Here is what the Monday article reported:

Police Officer Jessenia Guzman, a Bronx native with a bloodline to the Dominican Republic, says she was written up on May 14 for uttering a single sentence in Spanish. Guzman, 40, was working the switchboard at the 24th Precinct stationhouse on the upper West Side when she ran afoul of the little-known rule.

“It was just natural,” Guzman said, recalling the brief interaction with a colleague. “She walked by. She was going to get coffee. She said something. I responded (in Spanish). That was it.”

It seemed so inconsequential that she said she doesn’t even remember what the brief exchange was about.

Hours later, Guzman was called into a supervisor’s office and given the reprimand. It said she was “required to communicate department business in the language of English,” according to a copy obtained by The News.

“This policy is in place to allow proper supervision of personnel,” the memo signed by Lt. Richard Khalaf read.

The NYPD — which routinely touts the diversity of its force — defended the policy on Sunday.

“We’re a 24/7 operation,” said Inspector Kim Royster, an NYPD spokeswoman. “We should be speaking one voice, which is English.”
◆ ◆ ◆ ◆
• [Exercise instructions]
A. Rewrite the article on the NYPD's English-only policy from "It seemed so" up to and including "policy on Sunday.", replacing "memo" with "notice".
B. In the article on the NYPD's English-only policy, where was Jessenia Guzman working when she spoke Spanish?
◆ ◆ ◆ ◆
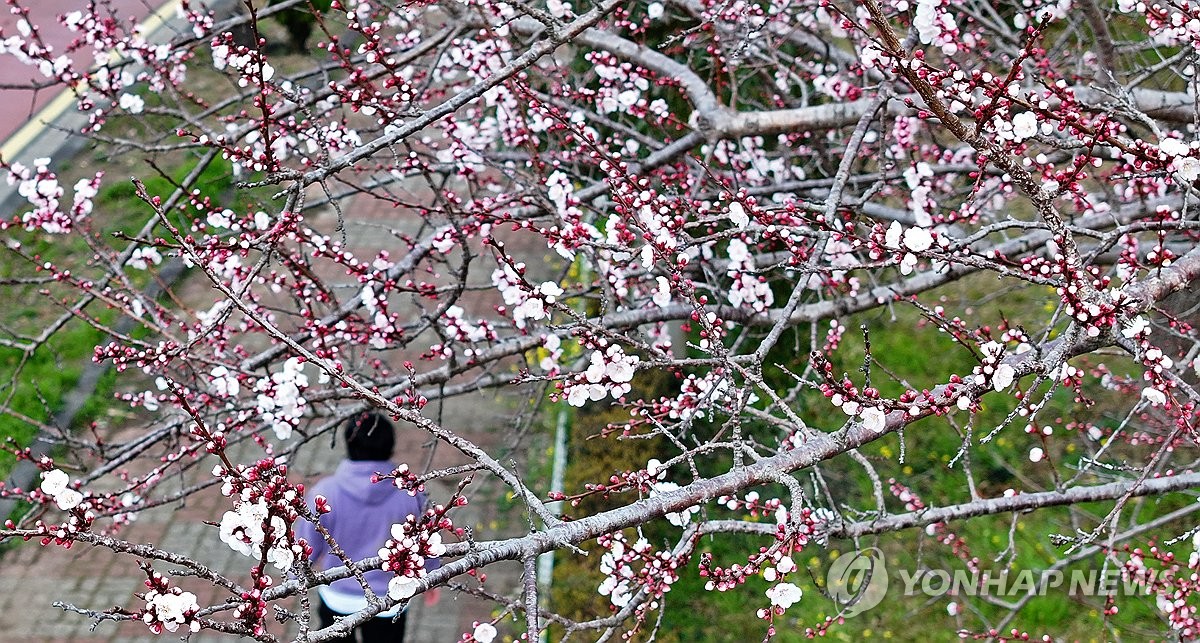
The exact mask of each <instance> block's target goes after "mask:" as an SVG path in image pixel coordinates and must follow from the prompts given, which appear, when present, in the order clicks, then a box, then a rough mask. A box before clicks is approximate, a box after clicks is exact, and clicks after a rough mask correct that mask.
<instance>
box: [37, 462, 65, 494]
mask: <svg viewBox="0 0 1200 643" xmlns="http://www.w3.org/2000/svg"><path fill="white" fill-rule="evenodd" d="M70 483H71V476H70V475H67V474H66V471H64V470H61V469H50V470H49V471H46V473H44V474H42V486H41V489H42V493H44V494H46V495H49V497H50V498H54V497H55V495H58V494H60V493H62V492H64V491H65V489H66V488H67V485H70Z"/></svg>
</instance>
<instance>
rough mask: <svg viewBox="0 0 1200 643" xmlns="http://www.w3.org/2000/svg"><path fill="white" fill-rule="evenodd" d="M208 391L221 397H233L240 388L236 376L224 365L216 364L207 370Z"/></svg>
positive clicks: (239, 390) (237, 391)
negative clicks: (208, 378)
mask: <svg viewBox="0 0 1200 643" xmlns="http://www.w3.org/2000/svg"><path fill="white" fill-rule="evenodd" d="M209 377H211V378H212V379H211V380H209V391H211V392H212V395H218V396H221V397H234V396H236V395H238V391H240V390H241V384H240V383H239V381H238V377H236V375H234V374H233V373H230V372H229V369H228V368H226V367H224V366H217V367H215V368H214V369H212V371H210V372H209Z"/></svg>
◆ ◆ ◆ ◆
• [Expected responses]
A.
It seemed so inconsequential that she said she doesn’t even remember what the brief exchange was about.

Hours later, Guzman was called into a supervisor’s office and given the reprimand. It said she was “required to communicate department business in the language of English,” according to a copy obtained by The News.

“This policy is in place to allow proper supervision of personnel,” the notice signed by Lt. Richard Khalaf read.

The NYPD — which routinely touts the diversity of its force — defended the policy on Sunday.

B. She was working the switchboard at the 24th Precinct stationhouse on the upper West Side.